Records drawn from a dataset
- - - - - - -

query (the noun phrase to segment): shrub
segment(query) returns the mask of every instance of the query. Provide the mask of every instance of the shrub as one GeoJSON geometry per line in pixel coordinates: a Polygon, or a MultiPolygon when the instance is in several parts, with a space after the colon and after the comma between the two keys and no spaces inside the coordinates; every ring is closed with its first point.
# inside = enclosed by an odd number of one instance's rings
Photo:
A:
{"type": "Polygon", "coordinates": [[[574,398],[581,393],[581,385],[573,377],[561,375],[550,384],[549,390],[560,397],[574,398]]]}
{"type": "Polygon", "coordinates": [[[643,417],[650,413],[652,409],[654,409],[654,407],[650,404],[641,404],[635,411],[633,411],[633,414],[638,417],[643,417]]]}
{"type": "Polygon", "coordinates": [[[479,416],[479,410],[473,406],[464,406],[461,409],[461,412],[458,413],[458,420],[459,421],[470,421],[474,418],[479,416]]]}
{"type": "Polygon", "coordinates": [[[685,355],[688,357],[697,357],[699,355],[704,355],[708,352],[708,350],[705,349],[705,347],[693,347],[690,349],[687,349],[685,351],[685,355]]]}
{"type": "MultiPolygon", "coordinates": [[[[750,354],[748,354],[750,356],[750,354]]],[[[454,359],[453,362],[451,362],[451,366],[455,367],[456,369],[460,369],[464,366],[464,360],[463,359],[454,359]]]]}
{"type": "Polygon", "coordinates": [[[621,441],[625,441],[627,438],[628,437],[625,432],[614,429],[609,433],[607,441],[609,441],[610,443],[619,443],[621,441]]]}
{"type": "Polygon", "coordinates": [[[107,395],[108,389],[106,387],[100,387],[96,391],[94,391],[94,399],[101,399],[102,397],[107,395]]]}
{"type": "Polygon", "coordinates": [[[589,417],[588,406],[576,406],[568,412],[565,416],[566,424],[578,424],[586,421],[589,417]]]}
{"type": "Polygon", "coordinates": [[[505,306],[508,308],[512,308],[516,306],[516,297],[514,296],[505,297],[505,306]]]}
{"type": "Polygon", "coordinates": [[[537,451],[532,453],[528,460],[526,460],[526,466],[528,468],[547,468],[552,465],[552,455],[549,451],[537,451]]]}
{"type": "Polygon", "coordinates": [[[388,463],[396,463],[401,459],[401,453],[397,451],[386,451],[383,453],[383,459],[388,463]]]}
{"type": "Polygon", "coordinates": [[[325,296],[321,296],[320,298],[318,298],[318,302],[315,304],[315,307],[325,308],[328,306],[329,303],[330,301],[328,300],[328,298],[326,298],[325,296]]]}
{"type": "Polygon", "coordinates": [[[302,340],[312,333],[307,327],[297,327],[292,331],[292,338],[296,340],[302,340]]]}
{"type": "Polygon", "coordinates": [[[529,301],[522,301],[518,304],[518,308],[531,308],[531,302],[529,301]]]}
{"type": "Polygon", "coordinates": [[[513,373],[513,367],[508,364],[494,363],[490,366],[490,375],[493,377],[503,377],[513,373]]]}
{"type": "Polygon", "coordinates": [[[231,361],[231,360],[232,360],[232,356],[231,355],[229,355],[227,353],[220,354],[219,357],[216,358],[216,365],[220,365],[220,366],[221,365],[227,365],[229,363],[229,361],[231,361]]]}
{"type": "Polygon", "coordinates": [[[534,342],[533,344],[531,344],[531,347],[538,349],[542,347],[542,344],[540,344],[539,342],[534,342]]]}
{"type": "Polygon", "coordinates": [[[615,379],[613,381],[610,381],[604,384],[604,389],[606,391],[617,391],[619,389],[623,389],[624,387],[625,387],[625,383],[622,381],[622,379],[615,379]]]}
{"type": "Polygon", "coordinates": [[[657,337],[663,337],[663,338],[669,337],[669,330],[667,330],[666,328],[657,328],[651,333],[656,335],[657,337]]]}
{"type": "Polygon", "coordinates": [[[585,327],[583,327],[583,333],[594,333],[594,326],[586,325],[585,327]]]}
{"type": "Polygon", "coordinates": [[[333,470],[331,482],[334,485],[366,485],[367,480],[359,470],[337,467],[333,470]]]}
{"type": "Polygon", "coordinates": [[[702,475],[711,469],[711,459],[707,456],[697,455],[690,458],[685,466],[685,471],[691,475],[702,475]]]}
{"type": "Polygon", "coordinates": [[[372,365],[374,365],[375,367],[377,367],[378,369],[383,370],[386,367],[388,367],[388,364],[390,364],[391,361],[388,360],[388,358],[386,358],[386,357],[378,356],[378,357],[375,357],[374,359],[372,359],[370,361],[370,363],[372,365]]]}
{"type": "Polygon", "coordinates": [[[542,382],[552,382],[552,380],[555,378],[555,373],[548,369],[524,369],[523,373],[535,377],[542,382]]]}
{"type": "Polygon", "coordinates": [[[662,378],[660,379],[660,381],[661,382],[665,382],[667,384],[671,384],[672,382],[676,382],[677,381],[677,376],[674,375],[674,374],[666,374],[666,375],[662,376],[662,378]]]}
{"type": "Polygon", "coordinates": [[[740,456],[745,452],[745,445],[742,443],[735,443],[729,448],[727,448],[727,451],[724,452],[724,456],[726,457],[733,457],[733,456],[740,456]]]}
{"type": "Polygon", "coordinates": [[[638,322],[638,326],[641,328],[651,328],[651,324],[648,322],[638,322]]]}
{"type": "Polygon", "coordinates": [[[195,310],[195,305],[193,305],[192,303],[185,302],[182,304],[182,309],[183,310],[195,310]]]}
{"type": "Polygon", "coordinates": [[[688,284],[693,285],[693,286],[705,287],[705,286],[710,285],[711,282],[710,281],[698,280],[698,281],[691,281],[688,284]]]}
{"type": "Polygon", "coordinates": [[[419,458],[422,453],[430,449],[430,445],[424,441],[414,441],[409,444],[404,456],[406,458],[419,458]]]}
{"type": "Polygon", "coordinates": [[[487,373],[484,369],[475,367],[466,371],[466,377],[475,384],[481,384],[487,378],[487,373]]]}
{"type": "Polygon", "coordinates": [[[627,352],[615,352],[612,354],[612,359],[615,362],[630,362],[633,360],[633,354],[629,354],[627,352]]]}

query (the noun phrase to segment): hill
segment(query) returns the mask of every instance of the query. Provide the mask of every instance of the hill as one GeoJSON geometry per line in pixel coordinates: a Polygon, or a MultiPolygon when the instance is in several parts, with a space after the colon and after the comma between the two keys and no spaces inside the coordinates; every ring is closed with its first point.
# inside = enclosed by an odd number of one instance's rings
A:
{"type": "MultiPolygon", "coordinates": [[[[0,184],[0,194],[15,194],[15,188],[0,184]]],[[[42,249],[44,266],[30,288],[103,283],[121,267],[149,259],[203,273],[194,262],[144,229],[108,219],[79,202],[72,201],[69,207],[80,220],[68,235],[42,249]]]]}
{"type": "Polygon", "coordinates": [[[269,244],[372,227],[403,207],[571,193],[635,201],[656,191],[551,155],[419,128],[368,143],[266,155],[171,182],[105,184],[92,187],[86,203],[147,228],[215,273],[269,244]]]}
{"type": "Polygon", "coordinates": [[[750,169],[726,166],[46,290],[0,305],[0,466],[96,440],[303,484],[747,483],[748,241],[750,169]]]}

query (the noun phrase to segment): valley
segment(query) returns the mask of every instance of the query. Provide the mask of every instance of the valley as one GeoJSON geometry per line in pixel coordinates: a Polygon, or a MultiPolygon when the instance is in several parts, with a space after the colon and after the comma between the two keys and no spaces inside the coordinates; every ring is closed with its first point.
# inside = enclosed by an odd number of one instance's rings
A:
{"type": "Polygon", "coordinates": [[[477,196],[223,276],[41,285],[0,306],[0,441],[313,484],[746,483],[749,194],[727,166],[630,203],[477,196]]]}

- - - - - - -

_About this task_: From the lines above, copy those that contain the word "phrase".

_Answer space_:
query (the noun phrase to segment): shrub
query (the noun phrase to segment): hill
query (the noun phrase to segment): valley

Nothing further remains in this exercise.